El problema
Recopila todas las líneas de los ítems de abajo en las que aparezca la palabra "water".

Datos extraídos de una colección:
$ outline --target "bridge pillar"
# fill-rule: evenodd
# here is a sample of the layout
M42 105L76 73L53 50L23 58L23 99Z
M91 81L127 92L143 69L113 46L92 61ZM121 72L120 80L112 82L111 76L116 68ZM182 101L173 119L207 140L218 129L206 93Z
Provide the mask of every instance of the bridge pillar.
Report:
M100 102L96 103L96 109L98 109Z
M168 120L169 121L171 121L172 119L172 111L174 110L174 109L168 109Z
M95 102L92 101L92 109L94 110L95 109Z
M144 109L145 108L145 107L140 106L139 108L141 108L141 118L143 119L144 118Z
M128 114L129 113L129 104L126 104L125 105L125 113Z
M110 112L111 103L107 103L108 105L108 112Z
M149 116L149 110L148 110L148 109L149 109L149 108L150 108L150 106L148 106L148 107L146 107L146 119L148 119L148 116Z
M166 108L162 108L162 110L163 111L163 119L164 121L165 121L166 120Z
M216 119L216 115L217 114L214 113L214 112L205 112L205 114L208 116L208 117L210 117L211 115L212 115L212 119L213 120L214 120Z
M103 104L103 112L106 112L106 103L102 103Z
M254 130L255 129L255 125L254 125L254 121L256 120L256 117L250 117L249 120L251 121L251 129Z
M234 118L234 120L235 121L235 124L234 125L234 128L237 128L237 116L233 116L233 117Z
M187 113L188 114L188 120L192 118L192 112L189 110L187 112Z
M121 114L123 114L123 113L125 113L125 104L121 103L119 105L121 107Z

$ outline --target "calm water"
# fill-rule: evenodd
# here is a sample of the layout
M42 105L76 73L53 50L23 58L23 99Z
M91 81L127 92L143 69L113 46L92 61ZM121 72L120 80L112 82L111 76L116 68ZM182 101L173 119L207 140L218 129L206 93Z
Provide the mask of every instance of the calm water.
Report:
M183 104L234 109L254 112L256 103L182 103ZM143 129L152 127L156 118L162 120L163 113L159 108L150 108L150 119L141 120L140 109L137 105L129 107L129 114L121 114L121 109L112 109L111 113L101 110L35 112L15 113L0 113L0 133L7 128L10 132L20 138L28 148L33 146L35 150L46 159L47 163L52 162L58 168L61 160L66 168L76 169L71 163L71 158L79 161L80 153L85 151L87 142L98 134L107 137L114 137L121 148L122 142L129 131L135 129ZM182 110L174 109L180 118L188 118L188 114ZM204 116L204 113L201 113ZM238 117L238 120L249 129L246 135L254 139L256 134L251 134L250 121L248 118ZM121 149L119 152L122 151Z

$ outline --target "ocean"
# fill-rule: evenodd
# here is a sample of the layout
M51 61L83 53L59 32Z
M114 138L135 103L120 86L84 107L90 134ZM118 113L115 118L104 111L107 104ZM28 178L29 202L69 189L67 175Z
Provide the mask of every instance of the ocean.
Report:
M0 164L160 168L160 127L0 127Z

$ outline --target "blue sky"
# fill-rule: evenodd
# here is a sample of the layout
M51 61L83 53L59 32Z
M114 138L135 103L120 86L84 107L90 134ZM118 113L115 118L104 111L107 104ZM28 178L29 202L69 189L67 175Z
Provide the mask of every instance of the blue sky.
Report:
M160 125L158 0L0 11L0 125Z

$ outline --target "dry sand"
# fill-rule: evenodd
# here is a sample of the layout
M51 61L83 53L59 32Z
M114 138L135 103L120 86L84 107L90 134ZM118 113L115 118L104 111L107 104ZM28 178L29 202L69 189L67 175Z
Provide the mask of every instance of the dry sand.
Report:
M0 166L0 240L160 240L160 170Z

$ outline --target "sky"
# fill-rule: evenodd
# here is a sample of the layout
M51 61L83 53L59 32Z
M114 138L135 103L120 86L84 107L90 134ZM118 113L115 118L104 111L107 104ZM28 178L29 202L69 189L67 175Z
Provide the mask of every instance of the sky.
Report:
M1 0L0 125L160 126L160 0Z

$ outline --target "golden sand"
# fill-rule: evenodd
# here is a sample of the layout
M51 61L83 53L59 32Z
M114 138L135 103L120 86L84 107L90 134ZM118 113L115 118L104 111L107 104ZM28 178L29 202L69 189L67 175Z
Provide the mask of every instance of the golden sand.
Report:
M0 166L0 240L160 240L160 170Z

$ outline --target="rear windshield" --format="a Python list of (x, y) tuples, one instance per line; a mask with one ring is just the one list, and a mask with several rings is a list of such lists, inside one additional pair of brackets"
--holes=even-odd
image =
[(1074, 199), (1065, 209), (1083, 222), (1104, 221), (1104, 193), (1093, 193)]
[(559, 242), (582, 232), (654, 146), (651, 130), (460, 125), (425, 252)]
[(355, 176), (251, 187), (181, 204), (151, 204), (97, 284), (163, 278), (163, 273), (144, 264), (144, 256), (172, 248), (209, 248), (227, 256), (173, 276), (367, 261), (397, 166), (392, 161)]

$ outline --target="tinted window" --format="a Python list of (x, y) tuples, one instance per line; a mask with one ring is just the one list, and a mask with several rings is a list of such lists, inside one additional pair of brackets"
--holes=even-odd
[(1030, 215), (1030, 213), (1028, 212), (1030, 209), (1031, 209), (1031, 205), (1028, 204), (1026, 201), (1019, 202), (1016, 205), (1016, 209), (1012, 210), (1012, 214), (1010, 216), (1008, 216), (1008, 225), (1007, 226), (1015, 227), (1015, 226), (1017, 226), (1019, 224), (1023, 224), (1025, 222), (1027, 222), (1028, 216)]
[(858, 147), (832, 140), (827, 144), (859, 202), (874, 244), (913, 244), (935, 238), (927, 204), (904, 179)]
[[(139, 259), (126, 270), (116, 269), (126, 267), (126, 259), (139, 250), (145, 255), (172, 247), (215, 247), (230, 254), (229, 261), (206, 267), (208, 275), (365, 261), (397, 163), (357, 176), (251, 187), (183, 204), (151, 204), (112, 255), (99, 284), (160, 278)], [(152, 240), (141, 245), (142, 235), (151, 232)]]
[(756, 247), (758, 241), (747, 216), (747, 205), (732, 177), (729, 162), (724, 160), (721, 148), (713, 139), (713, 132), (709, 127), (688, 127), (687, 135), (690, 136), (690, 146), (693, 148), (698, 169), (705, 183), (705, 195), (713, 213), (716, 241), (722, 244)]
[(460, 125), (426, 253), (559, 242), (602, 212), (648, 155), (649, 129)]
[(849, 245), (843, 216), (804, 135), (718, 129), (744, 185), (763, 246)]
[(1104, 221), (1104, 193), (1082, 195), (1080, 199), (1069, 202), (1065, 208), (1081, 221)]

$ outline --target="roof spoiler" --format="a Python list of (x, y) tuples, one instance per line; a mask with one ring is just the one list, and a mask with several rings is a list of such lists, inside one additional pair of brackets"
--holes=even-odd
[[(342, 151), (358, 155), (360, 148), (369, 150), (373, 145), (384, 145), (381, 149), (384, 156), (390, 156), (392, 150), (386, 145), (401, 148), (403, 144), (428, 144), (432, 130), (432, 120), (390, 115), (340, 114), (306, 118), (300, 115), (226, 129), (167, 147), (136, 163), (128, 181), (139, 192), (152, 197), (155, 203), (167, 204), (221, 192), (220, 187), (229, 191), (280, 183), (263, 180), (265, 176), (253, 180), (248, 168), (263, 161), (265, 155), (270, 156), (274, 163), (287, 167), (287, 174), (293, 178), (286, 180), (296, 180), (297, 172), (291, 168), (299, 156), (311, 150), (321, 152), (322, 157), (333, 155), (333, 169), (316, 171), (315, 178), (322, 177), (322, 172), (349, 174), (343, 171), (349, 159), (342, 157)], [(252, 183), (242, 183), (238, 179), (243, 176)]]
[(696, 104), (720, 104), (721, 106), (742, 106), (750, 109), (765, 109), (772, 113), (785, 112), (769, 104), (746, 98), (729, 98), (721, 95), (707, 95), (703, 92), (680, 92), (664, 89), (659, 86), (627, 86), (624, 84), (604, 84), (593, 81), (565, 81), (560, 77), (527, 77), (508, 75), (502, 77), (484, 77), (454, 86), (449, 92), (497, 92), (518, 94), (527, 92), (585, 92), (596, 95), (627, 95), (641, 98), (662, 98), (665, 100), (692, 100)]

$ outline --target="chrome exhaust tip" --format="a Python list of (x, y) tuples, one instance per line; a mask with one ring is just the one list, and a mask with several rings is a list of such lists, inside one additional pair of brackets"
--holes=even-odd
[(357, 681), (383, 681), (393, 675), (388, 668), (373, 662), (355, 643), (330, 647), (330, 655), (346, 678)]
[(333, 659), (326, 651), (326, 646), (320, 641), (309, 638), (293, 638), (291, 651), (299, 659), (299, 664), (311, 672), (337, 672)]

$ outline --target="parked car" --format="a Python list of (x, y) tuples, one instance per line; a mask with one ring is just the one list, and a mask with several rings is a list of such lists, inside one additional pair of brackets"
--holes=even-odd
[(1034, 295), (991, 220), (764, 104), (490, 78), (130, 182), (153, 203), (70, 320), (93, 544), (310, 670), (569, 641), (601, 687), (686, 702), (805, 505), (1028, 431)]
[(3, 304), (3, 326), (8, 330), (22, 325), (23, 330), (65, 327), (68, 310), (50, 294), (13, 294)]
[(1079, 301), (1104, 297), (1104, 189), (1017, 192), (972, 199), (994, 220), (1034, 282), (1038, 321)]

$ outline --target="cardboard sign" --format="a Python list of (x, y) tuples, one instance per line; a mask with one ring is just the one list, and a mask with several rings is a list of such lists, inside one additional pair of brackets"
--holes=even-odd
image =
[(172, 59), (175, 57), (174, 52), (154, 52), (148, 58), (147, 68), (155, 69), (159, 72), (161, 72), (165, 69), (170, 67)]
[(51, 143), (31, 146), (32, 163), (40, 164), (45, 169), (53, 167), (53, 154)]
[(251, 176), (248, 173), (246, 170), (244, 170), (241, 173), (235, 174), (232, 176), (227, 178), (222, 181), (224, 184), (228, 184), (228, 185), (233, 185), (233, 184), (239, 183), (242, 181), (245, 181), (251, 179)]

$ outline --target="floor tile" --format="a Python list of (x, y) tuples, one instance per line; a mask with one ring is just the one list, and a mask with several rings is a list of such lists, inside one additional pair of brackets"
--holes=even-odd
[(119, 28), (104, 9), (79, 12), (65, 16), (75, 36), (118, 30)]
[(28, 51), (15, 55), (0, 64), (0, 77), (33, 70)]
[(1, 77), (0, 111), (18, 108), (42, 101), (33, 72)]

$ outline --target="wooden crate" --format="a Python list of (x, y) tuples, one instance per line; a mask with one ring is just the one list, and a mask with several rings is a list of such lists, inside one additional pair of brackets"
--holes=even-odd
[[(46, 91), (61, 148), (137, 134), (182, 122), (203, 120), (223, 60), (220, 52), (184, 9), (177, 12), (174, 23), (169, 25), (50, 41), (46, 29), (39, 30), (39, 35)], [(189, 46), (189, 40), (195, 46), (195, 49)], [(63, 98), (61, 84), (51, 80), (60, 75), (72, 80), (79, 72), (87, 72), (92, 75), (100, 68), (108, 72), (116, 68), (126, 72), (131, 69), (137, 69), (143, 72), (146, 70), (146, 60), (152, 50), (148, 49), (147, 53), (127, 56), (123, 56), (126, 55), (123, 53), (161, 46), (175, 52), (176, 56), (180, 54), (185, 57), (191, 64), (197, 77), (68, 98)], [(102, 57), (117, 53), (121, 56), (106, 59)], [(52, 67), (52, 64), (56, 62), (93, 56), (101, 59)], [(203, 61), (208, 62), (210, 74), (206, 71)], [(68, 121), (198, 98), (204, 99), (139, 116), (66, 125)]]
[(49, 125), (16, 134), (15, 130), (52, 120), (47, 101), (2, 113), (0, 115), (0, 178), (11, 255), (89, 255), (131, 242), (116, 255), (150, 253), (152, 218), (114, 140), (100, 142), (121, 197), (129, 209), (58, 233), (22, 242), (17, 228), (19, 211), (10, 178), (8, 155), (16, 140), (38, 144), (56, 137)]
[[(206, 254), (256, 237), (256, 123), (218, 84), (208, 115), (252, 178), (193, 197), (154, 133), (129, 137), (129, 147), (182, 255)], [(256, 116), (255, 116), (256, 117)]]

Respuesta a la tarea
$ outline --target "calm water"
Provide the mask of every instance of the calm water.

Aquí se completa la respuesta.